━━ Input records ━━

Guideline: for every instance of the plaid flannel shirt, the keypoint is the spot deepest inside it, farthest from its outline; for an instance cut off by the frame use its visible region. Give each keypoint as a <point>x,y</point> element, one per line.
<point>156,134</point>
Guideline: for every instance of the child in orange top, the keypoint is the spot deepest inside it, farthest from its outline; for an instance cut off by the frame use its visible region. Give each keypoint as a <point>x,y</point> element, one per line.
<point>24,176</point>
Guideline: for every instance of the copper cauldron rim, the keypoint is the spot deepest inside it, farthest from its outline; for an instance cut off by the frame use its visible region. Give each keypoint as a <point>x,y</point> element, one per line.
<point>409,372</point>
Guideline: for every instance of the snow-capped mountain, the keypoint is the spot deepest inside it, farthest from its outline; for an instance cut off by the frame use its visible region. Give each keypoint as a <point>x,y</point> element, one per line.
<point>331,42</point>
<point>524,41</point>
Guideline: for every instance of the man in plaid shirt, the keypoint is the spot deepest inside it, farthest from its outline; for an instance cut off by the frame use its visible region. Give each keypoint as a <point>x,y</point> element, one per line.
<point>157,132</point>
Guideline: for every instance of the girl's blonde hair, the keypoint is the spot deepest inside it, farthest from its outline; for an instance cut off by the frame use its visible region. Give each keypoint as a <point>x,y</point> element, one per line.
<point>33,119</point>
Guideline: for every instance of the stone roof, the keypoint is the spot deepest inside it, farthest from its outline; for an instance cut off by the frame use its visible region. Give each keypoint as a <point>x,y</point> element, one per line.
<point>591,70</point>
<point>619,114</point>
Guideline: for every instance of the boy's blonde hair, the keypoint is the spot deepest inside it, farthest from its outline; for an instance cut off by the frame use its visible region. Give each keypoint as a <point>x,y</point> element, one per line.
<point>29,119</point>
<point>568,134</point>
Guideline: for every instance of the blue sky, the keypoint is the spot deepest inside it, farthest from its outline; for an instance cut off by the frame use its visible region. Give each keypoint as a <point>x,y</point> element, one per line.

━━━

**Assigned task**
Your answer must be the line containing "Guideline: for every instance of the girl's" through the last line above, copied exactly, with nothing added.

**Exercise output**
Guideline: for every instance of the girl's blonde hair, the keypoint is the spot deepest inside it, farthest from its outline; for an instance cut off by the frame use its visible region. Give each keypoint as a <point>x,y</point> element, one per line.
<point>33,119</point>
Guideline: for every instance of the stone roof, the keypoint is the spot deepest inside it, farthest from its outline; for an instance cut off by the frame use its visible region. Give each keypoint as a <point>x,y</point> element, one per line.
<point>591,70</point>
<point>619,114</point>
Guideline: for every instance of the boy's blonde hair, the keypoint is the spot deepest inside it, farthest from its outline; for an instance cut off by the frame use its visible region. Give each keypoint as a <point>x,y</point> element, one per line.
<point>29,119</point>
<point>568,134</point>
Guideline: for every instance of the blue sky, the keypoint is the spot deepest inside it, farthest from its outline; for an instance cut off by the frame use its visible region. Give each keypoint as a <point>x,y</point> element, one per line.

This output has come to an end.